§ Instructions for the task
Copy the opening lines of the listing exactly, through and including the line with "Q: For each instance of the blurred stem"; do not copy any pictures.
# # # # # # #
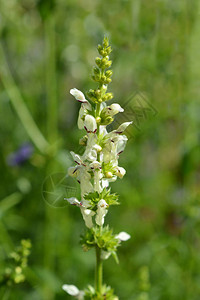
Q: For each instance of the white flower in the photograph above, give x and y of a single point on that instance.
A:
(72, 290)
(114, 109)
(85, 105)
(122, 127)
(77, 159)
(105, 254)
(120, 172)
(72, 171)
(123, 236)
(87, 216)
(101, 212)
(73, 201)
(90, 124)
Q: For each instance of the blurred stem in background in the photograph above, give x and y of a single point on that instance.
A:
(52, 128)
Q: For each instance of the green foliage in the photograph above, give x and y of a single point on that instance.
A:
(102, 77)
(95, 197)
(16, 265)
(155, 51)
(101, 237)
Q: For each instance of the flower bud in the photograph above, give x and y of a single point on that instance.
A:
(120, 172)
(98, 120)
(109, 73)
(108, 63)
(105, 42)
(72, 171)
(83, 141)
(90, 124)
(78, 95)
(114, 109)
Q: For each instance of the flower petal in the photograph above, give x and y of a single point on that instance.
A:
(90, 124)
(78, 95)
(122, 127)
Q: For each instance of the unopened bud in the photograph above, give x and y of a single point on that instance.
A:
(83, 141)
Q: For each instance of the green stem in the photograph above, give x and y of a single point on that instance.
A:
(51, 88)
(99, 271)
(20, 106)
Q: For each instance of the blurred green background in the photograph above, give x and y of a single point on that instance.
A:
(48, 47)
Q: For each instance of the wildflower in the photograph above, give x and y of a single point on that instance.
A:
(101, 212)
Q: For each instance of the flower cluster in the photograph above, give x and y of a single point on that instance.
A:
(98, 166)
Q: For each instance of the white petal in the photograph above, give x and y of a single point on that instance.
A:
(90, 124)
(78, 95)
(122, 127)
(123, 236)
(71, 289)
(105, 254)
(114, 109)
(76, 158)
(101, 212)
(87, 216)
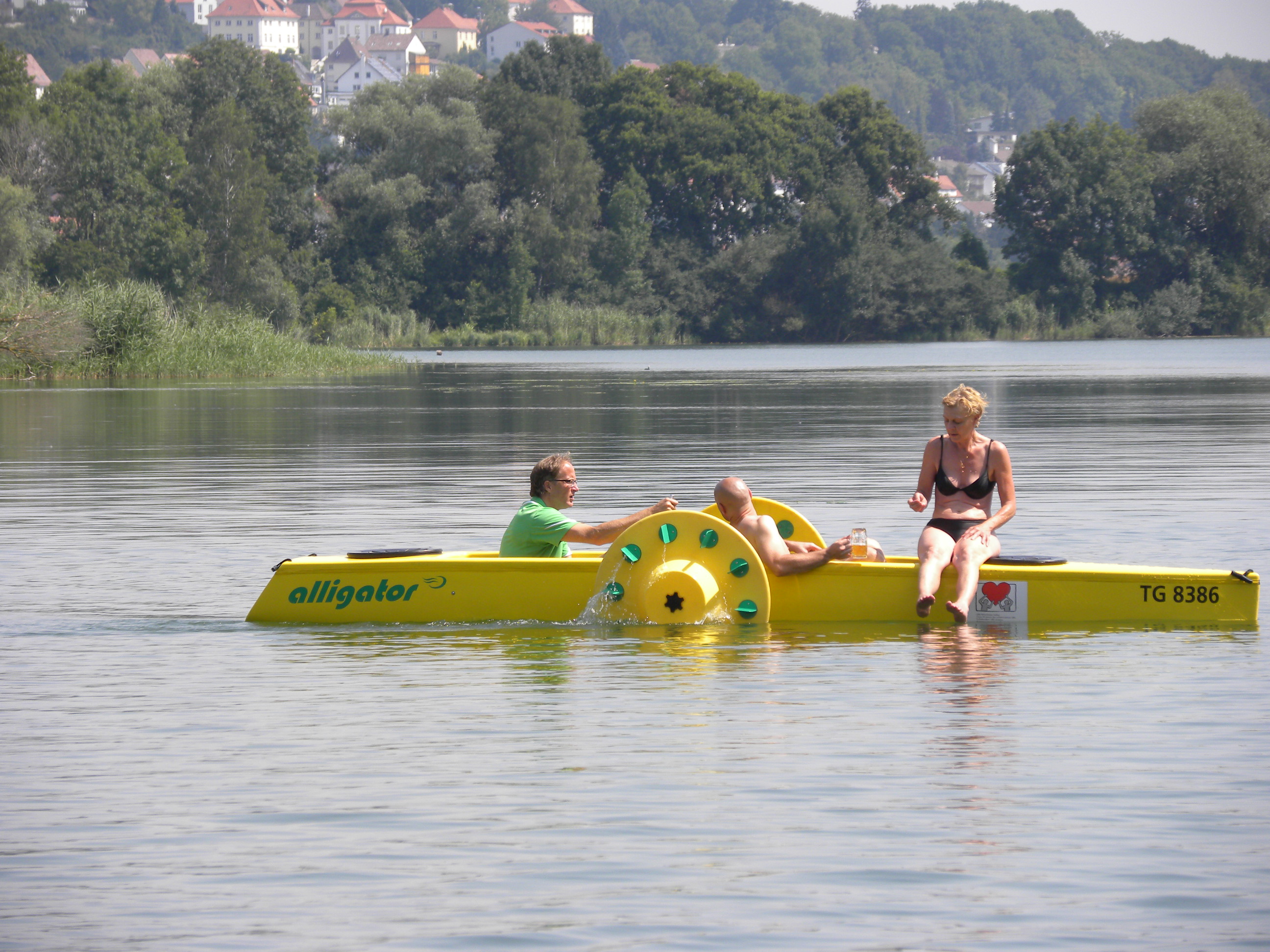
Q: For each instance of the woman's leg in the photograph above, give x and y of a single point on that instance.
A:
(968, 556)
(934, 554)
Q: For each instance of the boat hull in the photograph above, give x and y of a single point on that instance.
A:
(479, 587)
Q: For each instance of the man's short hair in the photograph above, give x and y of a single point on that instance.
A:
(546, 469)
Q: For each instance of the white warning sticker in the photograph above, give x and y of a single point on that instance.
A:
(998, 602)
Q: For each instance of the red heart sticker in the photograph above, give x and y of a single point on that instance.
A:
(996, 591)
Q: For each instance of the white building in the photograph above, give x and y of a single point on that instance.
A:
(309, 28)
(404, 52)
(446, 32)
(195, 11)
(512, 37)
(360, 20)
(348, 75)
(981, 178)
(573, 17)
(37, 75)
(262, 24)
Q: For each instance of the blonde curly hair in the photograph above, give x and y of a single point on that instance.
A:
(967, 399)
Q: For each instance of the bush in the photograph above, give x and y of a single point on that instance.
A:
(132, 331)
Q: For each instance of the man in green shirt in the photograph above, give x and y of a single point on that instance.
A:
(541, 531)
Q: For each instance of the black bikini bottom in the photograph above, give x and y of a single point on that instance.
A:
(954, 528)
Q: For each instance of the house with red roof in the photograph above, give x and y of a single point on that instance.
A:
(195, 11)
(512, 37)
(309, 28)
(948, 188)
(262, 24)
(142, 60)
(351, 69)
(360, 20)
(37, 75)
(446, 33)
(573, 17)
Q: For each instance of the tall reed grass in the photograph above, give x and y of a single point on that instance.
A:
(544, 324)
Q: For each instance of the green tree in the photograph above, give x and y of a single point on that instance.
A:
(720, 158)
(23, 232)
(1078, 202)
(550, 179)
(17, 91)
(621, 247)
(569, 68)
(1211, 190)
(893, 160)
(225, 190)
(971, 250)
(417, 221)
(275, 107)
(112, 169)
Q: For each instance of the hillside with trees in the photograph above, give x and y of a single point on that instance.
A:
(935, 68)
(685, 204)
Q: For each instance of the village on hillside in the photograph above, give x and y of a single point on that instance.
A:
(338, 50)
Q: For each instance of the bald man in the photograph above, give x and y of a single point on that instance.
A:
(782, 556)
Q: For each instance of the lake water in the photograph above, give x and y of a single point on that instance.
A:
(177, 779)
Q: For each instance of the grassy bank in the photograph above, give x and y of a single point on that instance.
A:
(131, 331)
(544, 324)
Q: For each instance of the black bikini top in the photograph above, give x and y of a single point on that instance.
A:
(978, 489)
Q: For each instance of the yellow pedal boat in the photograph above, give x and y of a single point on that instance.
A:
(690, 567)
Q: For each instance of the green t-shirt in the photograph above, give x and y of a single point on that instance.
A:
(537, 532)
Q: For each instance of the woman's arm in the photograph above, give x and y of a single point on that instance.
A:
(926, 477)
(1005, 479)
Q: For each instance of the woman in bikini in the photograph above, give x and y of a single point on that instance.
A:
(963, 468)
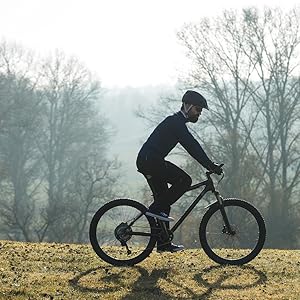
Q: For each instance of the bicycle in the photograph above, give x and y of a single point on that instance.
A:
(232, 231)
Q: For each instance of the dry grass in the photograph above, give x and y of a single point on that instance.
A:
(63, 271)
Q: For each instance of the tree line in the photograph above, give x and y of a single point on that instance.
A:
(54, 170)
(246, 63)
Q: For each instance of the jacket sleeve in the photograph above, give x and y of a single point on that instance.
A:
(192, 146)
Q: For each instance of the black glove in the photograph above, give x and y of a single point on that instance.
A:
(217, 169)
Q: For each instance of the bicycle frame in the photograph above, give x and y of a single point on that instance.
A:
(208, 186)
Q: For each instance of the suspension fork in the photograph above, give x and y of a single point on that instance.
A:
(223, 212)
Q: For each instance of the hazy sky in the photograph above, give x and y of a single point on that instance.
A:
(126, 42)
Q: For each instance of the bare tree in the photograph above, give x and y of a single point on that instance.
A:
(248, 64)
(73, 130)
(19, 160)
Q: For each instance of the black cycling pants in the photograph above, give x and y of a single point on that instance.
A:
(159, 173)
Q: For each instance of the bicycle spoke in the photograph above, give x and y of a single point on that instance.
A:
(114, 239)
(239, 245)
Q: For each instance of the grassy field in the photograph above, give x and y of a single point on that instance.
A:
(63, 271)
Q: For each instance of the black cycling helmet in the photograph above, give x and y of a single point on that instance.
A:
(194, 98)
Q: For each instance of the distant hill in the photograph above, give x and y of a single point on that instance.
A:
(118, 105)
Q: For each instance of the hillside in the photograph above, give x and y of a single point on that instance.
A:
(64, 271)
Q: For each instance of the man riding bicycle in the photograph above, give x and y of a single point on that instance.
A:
(159, 172)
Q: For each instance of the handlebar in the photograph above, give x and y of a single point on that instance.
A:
(208, 173)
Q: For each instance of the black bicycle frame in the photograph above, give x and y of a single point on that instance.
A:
(209, 186)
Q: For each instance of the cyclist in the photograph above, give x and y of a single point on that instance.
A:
(159, 172)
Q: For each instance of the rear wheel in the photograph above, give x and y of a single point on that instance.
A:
(242, 244)
(121, 234)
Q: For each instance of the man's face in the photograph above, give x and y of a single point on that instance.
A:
(194, 113)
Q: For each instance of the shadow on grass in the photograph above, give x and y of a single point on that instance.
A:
(113, 278)
(211, 279)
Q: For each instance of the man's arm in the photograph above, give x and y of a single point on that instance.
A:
(192, 146)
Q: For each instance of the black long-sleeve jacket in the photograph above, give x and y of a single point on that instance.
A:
(167, 134)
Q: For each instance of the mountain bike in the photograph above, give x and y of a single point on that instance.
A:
(232, 231)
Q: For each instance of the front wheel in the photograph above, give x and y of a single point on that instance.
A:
(121, 234)
(243, 243)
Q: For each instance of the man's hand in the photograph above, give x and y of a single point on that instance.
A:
(217, 169)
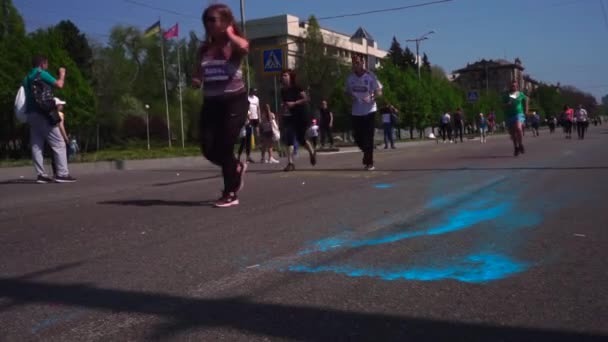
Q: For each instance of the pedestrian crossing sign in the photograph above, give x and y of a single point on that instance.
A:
(272, 60)
(472, 96)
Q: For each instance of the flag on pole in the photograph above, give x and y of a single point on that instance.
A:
(152, 30)
(172, 32)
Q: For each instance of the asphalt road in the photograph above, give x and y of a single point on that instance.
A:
(442, 242)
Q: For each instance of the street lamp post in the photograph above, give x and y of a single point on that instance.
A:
(148, 124)
(243, 28)
(418, 40)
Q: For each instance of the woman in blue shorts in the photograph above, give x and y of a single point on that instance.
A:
(516, 105)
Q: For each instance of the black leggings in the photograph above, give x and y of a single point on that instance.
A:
(326, 135)
(220, 123)
(446, 129)
(364, 128)
(581, 128)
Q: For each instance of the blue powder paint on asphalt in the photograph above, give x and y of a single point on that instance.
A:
(477, 268)
(461, 220)
(383, 186)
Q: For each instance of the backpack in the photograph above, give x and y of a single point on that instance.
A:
(21, 105)
(45, 101)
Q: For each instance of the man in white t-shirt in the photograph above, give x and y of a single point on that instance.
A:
(363, 87)
(446, 127)
(253, 117)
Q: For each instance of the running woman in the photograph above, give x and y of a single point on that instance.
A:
(483, 128)
(458, 125)
(268, 125)
(568, 121)
(218, 70)
(364, 88)
(516, 105)
(582, 121)
(295, 118)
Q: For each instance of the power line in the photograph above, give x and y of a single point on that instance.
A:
(143, 4)
(394, 9)
(339, 16)
(604, 12)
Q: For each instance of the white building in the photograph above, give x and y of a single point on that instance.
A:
(288, 31)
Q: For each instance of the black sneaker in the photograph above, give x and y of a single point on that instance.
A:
(226, 201)
(64, 179)
(42, 179)
(241, 173)
(313, 158)
(289, 167)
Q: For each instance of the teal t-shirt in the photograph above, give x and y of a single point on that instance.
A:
(27, 81)
(518, 104)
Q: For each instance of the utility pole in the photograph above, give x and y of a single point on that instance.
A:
(417, 41)
(245, 33)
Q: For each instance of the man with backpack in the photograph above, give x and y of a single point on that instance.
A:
(42, 118)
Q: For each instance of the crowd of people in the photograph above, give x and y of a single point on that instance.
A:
(233, 114)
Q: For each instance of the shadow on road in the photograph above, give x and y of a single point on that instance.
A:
(185, 315)
(474, 168)
(19, 181)
(159, 203)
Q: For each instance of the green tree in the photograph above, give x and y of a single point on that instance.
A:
(77, 45)
(395, 53)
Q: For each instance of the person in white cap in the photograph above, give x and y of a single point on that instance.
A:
(60, 107)
(42, 130)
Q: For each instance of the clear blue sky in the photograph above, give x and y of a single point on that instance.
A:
(558, 40)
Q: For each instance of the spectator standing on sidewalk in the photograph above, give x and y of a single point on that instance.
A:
(327, 124)
(42, 130)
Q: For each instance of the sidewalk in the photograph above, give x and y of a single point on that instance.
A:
(76, 169)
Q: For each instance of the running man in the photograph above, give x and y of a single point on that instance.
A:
(295, 118)
(363, 87)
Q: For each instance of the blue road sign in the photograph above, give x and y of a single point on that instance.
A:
(472, 96)
(273, 60)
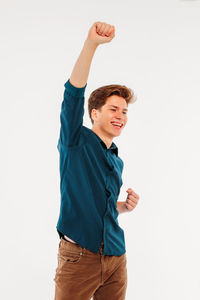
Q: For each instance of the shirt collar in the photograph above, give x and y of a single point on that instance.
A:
(113, 146)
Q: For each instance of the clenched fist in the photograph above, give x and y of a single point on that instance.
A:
(131, 200)
(101, 33)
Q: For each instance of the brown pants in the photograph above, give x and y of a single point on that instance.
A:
(82, 274)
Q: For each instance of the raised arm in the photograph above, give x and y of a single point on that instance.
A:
(98, 34)
(72, 109)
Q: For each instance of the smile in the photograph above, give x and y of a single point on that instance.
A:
(117, 125)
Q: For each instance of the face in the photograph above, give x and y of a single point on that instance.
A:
(112, 117)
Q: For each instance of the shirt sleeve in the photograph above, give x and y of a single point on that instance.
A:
(71, 116)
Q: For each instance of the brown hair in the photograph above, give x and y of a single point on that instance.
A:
(99, 96)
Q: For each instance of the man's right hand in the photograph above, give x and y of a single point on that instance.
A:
(101, 33)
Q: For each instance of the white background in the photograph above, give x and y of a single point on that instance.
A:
(156, 53)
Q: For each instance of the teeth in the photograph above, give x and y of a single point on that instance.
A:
(117, 124)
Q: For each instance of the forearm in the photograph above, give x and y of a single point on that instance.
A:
(121, 207)
(81, 68)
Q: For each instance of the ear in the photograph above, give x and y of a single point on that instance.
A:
(94, 114)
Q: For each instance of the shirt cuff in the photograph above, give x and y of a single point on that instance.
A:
(75, 91)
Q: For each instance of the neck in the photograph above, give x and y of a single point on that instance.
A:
(105, 138)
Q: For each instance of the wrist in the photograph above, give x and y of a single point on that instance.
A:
(91, 44)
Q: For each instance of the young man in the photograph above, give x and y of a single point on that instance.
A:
(91, 253)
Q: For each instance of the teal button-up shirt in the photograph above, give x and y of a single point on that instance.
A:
(90, 181)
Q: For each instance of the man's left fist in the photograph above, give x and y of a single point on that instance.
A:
(131, 200)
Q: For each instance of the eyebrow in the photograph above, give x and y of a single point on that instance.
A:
(119, 107)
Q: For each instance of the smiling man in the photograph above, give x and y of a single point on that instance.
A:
(91, 253)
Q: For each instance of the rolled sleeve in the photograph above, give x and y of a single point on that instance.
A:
(71, 116)
(74, 91)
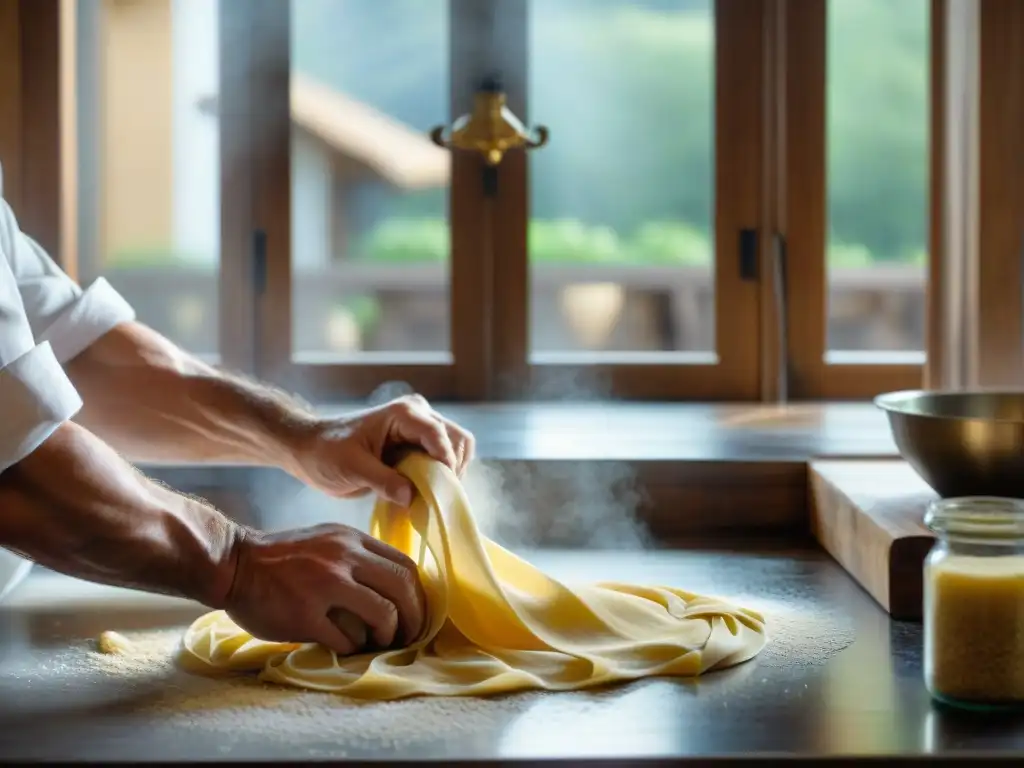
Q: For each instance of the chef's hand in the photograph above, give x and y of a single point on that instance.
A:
(309, 585)
(346, 457)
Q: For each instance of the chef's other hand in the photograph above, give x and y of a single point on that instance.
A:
(308, 585)
(346, 457)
# # # # # # #
§ Your response
Q: For each instance of the white flower in the photograph above, give x and y of a single point on that instance.
A:
(72, 290)
(114, 109)
(85, 105)
(122, 127)
(77, 159)
(105, 254)
(120, 172)
(72, 171)
(123, 236)
(87, 216)
(101, 212)
(73, 201)
(90, 124)
Q: For each instance of the blurred stem in background in the photograph above, give x and y of a single point on that instance.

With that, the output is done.